== Assigned task ==
Each entry has to be set down again with no alteration.

Records contained in a dataset
◆ ◆ ◆ ◆ ◆ ◆ ◆
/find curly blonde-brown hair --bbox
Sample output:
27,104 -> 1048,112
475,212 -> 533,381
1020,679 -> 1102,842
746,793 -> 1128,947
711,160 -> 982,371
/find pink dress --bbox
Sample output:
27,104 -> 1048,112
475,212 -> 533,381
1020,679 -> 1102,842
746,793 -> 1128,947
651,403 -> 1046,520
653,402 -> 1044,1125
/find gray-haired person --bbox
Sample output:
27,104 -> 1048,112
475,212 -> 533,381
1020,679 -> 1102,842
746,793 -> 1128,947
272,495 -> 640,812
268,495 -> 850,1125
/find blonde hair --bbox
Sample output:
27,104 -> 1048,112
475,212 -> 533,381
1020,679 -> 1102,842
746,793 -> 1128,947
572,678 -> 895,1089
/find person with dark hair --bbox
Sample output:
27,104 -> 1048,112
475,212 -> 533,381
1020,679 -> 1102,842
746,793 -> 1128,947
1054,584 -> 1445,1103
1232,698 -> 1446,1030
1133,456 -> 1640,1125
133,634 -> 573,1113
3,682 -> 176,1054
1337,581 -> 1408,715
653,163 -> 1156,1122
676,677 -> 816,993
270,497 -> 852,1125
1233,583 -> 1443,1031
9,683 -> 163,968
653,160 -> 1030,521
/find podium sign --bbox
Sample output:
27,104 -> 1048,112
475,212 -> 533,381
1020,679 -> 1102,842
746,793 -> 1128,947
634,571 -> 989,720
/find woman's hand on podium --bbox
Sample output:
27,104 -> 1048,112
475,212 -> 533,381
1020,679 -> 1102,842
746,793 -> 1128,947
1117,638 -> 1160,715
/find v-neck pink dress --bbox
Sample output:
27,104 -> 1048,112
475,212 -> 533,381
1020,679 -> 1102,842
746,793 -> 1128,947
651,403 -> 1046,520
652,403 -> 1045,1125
◆ ◆ ◆ ◆ ◆ ◆ ◆
== Exercise output ==
/find curly blonde-brown hair --bbox
Sample output:
27,104 -> 1048,112
475,212 -> 533,381
1020,679 -> 1102,842
746,793 -> 1128,947
711,160 -> 982,371
/find pink dress --bbox
Sample output:
27,104 -> 1048,112
475,212 -> 533,381
1020,679 -> 1102,842
746,793 -> 1128,947
651,403 -> 1046,520
653,402 -> 1044,1125
/find gray-haired person --bbox
Sample output:
27,104 -> 1048,112
475,212 -> 533,381
1020,679 -> 1102,842
746,793 -> 1128,947
272,495 -> 640,812
268,495 -> 850,1125
/find blonde hair --bbox
Sample output:
27,104 -> 1048,112
475,212 -> 533,381
1020,679 -> 1102,842
746,793 -> 1128,947
572,678 -> 895,1089
/find person with dark hair --bbox
Sample output:
27,104 -> 1048,112
475,212 -> 533,381
1020,679 -> 1102,842
746,793 -> 1128,947
1054,584 -> 1445,1103
1232,698 -> 1446,1030
1133,456 -> 1640,1125
133,634 -> 573,1113
3,682 -> 176,1054
1337,581 -> 1408,715
653,163 -> 1156,1122
676,677 -> 816,993
270,497 -> 852,1125
1233,583 -> 1443,1031
9,683 -> 163,968
653,160 -> 1030,521
/find podium sign --bbox
Sample output:
27,104 -> 1048,112
475,212 -> 533,381
1020,679 -> 1102,842
746,793 -> 1128,947
634,571 -> 989,720
/find woman's hand on podium --bbox
Sample output:
27,104 -> 1048,112
475,212 -> 533,381
1020,679 -> 1102,842
746,793 -> 1128,947
1117,638 -> 1160,715
/find v-neck pink dress --bbox
Sample output:
27,104 -> 1048,112
475,212 -> 533,381
1020,679 -> 1102,842
746,793 -> 1128,947
651,403 -> 1046,520
652,403 -> 1045,1125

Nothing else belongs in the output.